** ESERCIZIO SCRITTO **
Indica quale espressione latina usa il testo sulla partecipazione liturgica per la presenza complementare dei diversi aspetti, in contrapposizione all'“aut aut”.

** TESTO SELEZIONATO **
Si rende, pertanto, necessario un atteggiamento equilibrato, capace di conservare come complementari e necessarie la prospettiva simbolico-rituale e quella canonico-disciplinare.


Non l’una senza l’altra, ma l’una con l’altra.



2. Partecipare al mistero celebrato


Il significato di un verbo


Il passo avanti che ora compiamo ci conduce al grande tema della partecipazione alla celebrazione liturgica: tema che appassiona e ispira, a volte porta a discutere e, a mio parere, anche a inutili polemiche e divisioni. Chi di noi, infatti, non desidera che la liturgia possa essere realmente partecipata da tutti? Soprattutto da quando la
Sacrosanctum Concilium e, sulla scia di essa, la riforma avviata dal Vaticano II e il successivo magistero pontificio hanno giustamente insistito per la più ampia e autentica realizzazione di tale partecipazione? D’altra parte, se ci sta a cuore la vita della Chiesa e l’incontro di ogni uomo con Cristo Salvatore, possiamo forse non desiderare che tutti partecipino alla sacra liturgia con il maggior frutto possibile?


Missale Romanum
Missale Romanum - Rito di Paolo VI

 

Su questo, pertanto, direi che sia difficile avere pareri diversi. La disparità di vedute può avere inizio quando si tratta di meglio specificare che cosa si intenda per partecipazione, ovvero quali siano le modalità più adeguate per entrare nel mistero celebrato. E si sa come, al riguardo, si continuino spesso a fronteggiare due diversi modi di considerare il termine in questione. Come sempre nella dottrina cattolica, anche in questo caso, non c’è spazio per l'“aut aut”, ovvero per l’esclusione di un aspetto a favore di un altro, ma per l'“et et”, ovvero per la presenza complementare e arricchente dei diversi aspetti.


Entrare in una realtà, partecipare a un avvenimento è sempre un’esperienza che coinvolge l’uomo in ogni sua dimensione: intelligenza, volontà, emozione, sentimento, azione… L’esteriorità dell’agire e il suo fondamento interiore risultano complementari e necessari. Così è per la vita liturgica. Proprio perché è esperienza vitale non può che riguardare l’intera complessità della persona umana. Se, dunque, ad esempio, vi è una partecipazione che avviene per via di comprensione di un testo, vi è anche una partecipazione che avviene per via di un innalzamento dell’animo prodotto dall’incontro col bello. E se si partecipa mediante l’azione, è possibile realizzare una vera partecipazione anche mediante un silenzio solo in apparenza inoperante.


Nel mistero celebrato, di conseguenza, si entra con tutta la complessità del nostro essere persone umane. Ed è per questo che la liturgia ricerca sempre quel sano equilibrio di componenti che diano la possibilità di un’esperienza che si addica a tutto l’uomo e ad ogni uomo.

** ESTRATTI DEL MATERIALE **
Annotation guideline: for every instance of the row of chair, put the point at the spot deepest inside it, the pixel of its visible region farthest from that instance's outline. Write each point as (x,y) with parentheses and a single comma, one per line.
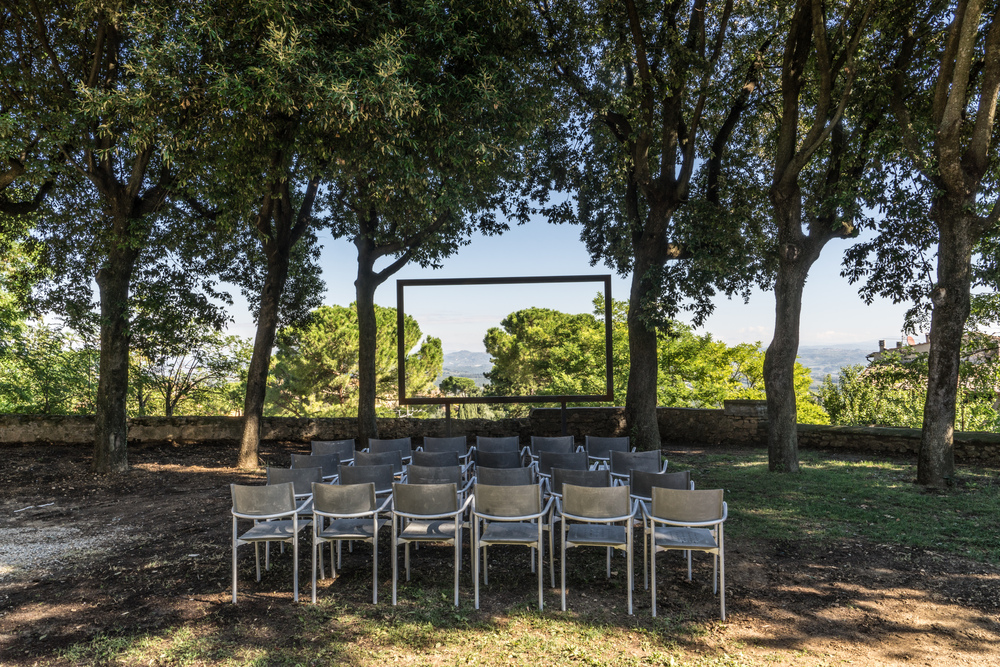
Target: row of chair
(508,499)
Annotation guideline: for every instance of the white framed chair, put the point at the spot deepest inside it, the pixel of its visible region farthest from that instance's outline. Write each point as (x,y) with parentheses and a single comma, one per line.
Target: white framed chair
(328,463)
(556,444)
(590,517)
(426,513)
(553,488)
(458,444)
(346,512)
(599,448)
(342,448)
(642,485)
(689,521)
(623,463)
(275,517)
(402,445)
(507,515)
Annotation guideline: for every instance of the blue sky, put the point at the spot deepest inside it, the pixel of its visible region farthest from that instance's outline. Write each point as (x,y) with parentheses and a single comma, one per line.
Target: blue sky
(832,313)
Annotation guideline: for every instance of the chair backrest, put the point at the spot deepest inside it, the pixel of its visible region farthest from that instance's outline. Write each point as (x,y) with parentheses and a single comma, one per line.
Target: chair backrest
(301,478)
(425,498)
(601,447)
(344,448)
(560,443)
(505,476)
(401,445)
(393,458)
(380,475)
(624,462)
(458,444)
(346,499)
(433,474)
(489,459)
(508,501)
(435,459)
(592,478)
(263,500)
(571,460)
(593,502)
(507,443)
(643,482)
(330,463)
(687,505)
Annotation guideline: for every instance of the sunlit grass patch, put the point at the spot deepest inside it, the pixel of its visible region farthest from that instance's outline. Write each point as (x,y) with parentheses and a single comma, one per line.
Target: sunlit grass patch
(834,499)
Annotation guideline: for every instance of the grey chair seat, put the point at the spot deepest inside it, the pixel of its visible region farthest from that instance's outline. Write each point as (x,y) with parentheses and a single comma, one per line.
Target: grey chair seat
(508,532)
(351,529)
(596,534)
(698,539)
(271,530)
(430,531)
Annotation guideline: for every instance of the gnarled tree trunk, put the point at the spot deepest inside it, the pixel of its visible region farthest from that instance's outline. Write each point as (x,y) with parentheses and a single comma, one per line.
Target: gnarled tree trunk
(111,424)
(779,361)
(260,361)
(365,285)
(951,299)
(640,397)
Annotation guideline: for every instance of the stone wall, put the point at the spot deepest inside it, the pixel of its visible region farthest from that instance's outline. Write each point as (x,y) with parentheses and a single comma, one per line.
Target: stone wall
(740,425)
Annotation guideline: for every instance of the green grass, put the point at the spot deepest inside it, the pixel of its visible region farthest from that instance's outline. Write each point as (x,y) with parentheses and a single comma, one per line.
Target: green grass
(827,502)
(832,499)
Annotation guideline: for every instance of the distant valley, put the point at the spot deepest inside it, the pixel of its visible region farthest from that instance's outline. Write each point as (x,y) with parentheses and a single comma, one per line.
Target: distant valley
(467,364)
(820,359)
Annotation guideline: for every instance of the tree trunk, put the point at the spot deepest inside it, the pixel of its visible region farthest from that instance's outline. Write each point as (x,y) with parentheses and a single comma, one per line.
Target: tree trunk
(779,369)
(111,424)
(640,396)
(951,299)
(365,286)
(260,361)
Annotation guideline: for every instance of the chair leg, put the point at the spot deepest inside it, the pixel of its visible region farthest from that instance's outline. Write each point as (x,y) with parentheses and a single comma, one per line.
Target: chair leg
(295,563)
(652,572)
(458,555)
(629,557)
(645,558)
(541,601)
(395,561)
(235,544)
(475,561)
(562,530)
(722,576)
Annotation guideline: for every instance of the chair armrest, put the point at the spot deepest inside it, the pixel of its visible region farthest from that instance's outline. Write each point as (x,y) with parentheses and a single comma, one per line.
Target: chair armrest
(588,519)
(267,517)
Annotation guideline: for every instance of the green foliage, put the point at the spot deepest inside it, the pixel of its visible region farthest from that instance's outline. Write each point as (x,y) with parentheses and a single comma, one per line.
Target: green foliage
(538,351)
(207,376)
(892,390)
(315,368)
(459,386)
(47,371)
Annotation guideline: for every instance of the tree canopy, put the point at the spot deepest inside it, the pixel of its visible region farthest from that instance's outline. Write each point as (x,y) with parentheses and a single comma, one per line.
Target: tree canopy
(315,371)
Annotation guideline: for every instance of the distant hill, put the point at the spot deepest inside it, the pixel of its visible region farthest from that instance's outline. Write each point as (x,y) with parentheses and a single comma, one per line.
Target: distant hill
(467,364)
(820,359)
(829,359)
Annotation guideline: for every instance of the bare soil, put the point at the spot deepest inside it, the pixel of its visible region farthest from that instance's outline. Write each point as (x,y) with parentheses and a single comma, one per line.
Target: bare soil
(83,555)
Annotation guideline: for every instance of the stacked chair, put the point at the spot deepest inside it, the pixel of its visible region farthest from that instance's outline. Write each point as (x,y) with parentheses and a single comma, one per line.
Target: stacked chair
(596,495)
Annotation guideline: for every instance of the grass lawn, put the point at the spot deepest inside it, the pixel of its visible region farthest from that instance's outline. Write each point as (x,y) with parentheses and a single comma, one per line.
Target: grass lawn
(823,567)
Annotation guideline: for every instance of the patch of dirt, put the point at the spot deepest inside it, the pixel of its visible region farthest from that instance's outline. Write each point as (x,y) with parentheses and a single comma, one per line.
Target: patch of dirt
(84,555)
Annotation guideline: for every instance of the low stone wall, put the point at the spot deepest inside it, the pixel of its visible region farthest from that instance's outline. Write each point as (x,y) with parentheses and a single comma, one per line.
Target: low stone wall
(742,426)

** IL RISULTATO **
L'“et et”.